====== EXERCISE TEXT
The latter is quite terrifying to consider. Antibiotics are not easy to discover, and our arsenal is limited. Meanwhile, bacteria constantly evolve in response to environmental pressures, including to the use of antibiotics. It is inevitable that resistance to available antibiotics will increase; and this could have a profound effect on modern medicine. Even routine operations like knee-replacements would be unsafe if we did not have effective antibiotics. Slight injures—a scratch in the garden from a rose-bush—could result in amputations or even deaths. And yet, antibiotics continue to be widely prescribed for ailments they cannot treat, and given indiscriminately to livestock, which only accelerates the impending bacterial resistance.
The other major threat (as we are learning) is a pandemic. Now, Osterholm was not precisely correct in predicting the cause of the next pandemic, since he thought it would be a flu virus (though he does have a good chapter on coronaviruses, and in any case a flu pandemic is still just as possible). But he is certainly correct in identifying our many structural weaknesses. He notes our lack of stockpiles and correctly predicts a shortage in protective gear, face masks, and ventilators in the event of a pandemic. And though medical science has advanced a lot since 1918, in many ways we are even more vulnerable than we were back then, most notably because of our supply chains. Since so many of our medicines and medical equipment—among other things—are produced overseas, shortages are inevitable if trade is disrupted.
Osterholm is quite illuminating in his discussion of pharmaceutical companies and their incentives. As private businesses, they have little to gain by investing in preventative vaccines or in new antibiotics. In the former case, this is because vaccines have to undergo thorough testing and pass FDA approval, requiring millions in investment, only to face the prospect of uncertain demand once the vaccine hits the market. The case of SARS is instructive. After the disease was identified in 2002, companies rushed to make a vaccine; but when SARS receded, interest in the vaccine disappeared and pharmaceutical companies, cutting their losses, stopped work on the vaccine. We still do not have one.
============
====== DATA EXTRACTS
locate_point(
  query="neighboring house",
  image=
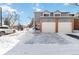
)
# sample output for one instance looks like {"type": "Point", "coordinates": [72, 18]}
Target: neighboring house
{"type": "Point", "coordinates": [53, 22]}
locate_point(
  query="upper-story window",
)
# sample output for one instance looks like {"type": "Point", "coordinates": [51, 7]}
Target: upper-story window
{"type": "Point", "coordinates": [57, 14]}
{"type": "Point", "coordinates": [46, 14]}
{"type": "Point", "coordinates": [51, 14]}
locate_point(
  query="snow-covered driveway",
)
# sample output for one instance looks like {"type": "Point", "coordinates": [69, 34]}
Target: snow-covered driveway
{"type": "Point", "coordinates": [42, 43]}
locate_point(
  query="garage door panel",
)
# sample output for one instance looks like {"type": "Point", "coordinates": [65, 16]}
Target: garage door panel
{"type": "Point", "coordinates": [48, 27]}
{"type": "Point", "coordinates": [65, 27]}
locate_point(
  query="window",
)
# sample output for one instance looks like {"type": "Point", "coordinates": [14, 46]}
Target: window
{"type": "Point", "coordinates": [57, 14]}
{"type": "Point", "coordinates": [51, 14]}
{"type": "Point", "coordinates": [46, 14]}
{"type": "Point", "coordinates": [3, 27]}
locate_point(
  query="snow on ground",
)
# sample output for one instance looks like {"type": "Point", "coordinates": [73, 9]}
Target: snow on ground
{"type": "Point", "coordinates": [29, 42]}
{"type": "Point", "coordinates": [32, 43]}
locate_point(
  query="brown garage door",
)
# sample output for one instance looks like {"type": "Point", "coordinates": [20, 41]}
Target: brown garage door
{"type": "Point", "coordinates": [76, 24]}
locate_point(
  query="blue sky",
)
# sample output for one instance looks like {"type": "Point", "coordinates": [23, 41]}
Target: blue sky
{"type": "Point", "coordinates": [26, 9]}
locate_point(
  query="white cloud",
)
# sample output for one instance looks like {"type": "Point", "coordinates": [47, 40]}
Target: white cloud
{"type": "Point", "coordinates": [37, 4]}
{"type": "Point", "coordinates": [8, 9]}
{"type": "Point", "coordinates": [66, 3]}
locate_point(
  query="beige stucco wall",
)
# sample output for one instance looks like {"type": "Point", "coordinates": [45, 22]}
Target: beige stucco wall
{"type": "Point", "coordinates": [65, 27]}
{"type": "Point", "coordinates": [48, 27]}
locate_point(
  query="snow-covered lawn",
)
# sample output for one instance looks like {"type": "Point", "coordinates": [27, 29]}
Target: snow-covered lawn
{"type": "Point", "coordinates": [7, 42]}
{"type": "Point", "coordinates": [42, 43]}
{"type": "Point", "coordinates": [29, 42]}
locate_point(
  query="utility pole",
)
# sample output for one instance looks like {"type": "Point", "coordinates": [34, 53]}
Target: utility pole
{"type": "Point", "coordinates": [0, 16]}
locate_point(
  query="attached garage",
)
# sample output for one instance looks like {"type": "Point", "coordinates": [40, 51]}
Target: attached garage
{"type": "Point", "coordinates": [48, 25]}
{"type": "Point", "coordinates": [65, 25]}
{"type": "Point", "coordinates": [53, 24]}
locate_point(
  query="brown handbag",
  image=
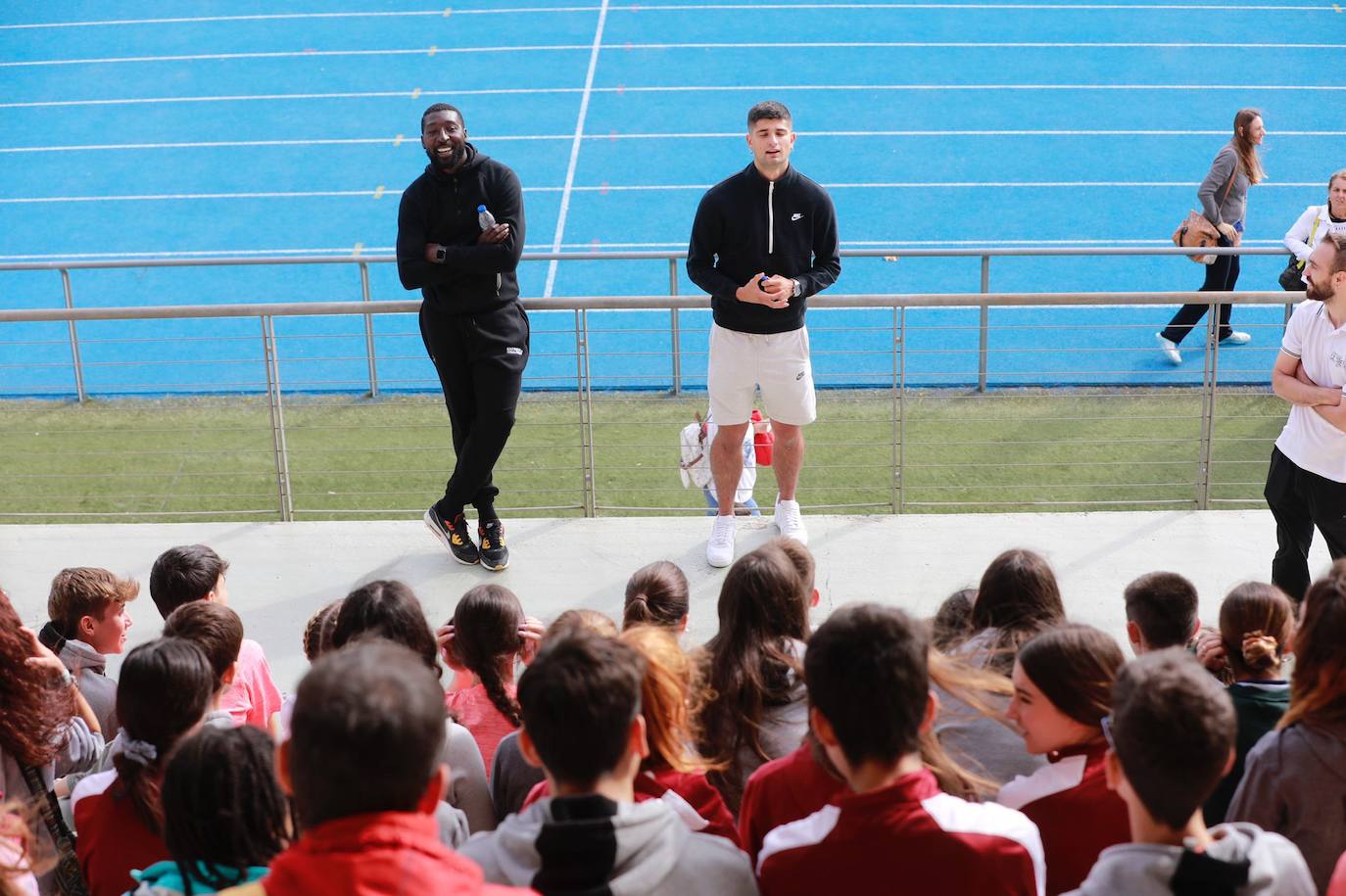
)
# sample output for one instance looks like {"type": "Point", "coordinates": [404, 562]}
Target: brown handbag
{"type": "Point", "coordinates": [1197, 231]}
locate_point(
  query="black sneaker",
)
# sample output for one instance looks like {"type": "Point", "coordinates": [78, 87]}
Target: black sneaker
{"type": "Point", "coordinates": [494, 553]}
{"type": "Point", "coordinates": [454, 536]}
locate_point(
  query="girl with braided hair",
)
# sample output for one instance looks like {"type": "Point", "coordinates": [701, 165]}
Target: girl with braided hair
{"type": "Point", "coordinates": [483, 640]}
{"type": "Point", "coordinates": [1256, 623]}
{"type": "Point", "coordinates": [225, 814]}
{"type": "Point", "coordinates": [1292, 779]}
{"type": "Point", "coordinates": [163, 693]}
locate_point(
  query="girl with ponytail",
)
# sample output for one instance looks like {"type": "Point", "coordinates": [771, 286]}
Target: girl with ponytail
{"type": "Point", "coordinates": [1256, 622]}
{"type": "Point", "coordinates": [1294, 780]}
{"type": "Point", "coordinates": [163, 691]}
{"type": "Point", "coordinates": [657, 594]}
{"type": "Point", "coordinates": [482, 642]}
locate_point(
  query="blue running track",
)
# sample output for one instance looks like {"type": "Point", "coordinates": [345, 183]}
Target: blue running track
{"type": "Point", "coordinates": [251, 128]}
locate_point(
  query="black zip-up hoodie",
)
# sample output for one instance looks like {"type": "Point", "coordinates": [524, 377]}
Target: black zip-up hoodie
{"type": "Point", "coordinates": [442, 208]}
{"type": "Point", "coordinates": [747, 223]}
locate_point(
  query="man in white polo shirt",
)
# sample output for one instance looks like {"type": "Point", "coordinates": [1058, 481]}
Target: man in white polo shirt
{"type": "Point", "coordinates": [1306, 485]}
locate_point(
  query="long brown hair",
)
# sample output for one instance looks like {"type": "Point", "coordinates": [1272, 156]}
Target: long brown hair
{"type": "Point", "coordinates": [1245, 148]}
{"type": "Point", "coordinates": [1256, 622]}
{"type": "Point", "coordinates": [163, 691]}
{"type": "Point", "coordinates": [751, 665]}
{"type": "Point", "coordinates": [486, 623]}
{"type": "Point", "coordinates": [1318, 686]}
{"type": "Point", "coordinates": [1018, 597]}
{"type": "Point", "coordinates": [32, 716]}
{"type": "Point", "coordinates": [972, 686]}
{"type": "Point", "coordinates": [1075, 666]}
{"type": "Point", "coordinates": [657, 593]}
{"type": "Point", "coordinates": [668, 691]}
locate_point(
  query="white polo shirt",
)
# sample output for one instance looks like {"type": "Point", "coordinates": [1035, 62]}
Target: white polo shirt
{"type": "Point", "coordinates": [1309, 440]}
============
TASK GOAL:
Carry on the text about Osterholm's warnings on antibiotic resistance and pandemics, starting after its last sentence. The listing has nothing to do with this exercise.

THE ANSWER:
The incentive system is just as ineffective when it comes to antibiotics. Finding new antibiotics is costly; and since there are currently many cheap antibiotics on the market, a new patented antibiotic probably would not turn a large profit. Besides, effective antibiotic stewardship requires that we use them sparingly, thus further limiting profit potential. Drug companies have much more to gain by creating products that would require continuous use, such as for chronic conditions. Letting the free market decide which drugs get developed, therefore, is not the wisest decision. Osterholm advocates the same approach as taken by government in weapons contracts, wherein the government essentially guarantees payment for any product that meets specifications.
Osterholm’s most ambitious idea for government funding is for a new universal flu vaccine. The flu vaccine we are all familiar with is based on old technology, and can only provide protection from a few strains of flu. Scientists essentially must guess what sort of flu will be circulating in a year; and they must do so every year. But Osterholm thinks that there is good reason to believe that a universal flu vaccine is possible, and recommends we devote at least as much money to such a vaccine as we devote to AIDS research. This seems very sensible to me, since the next pandemic will likely enough come from a flu virus.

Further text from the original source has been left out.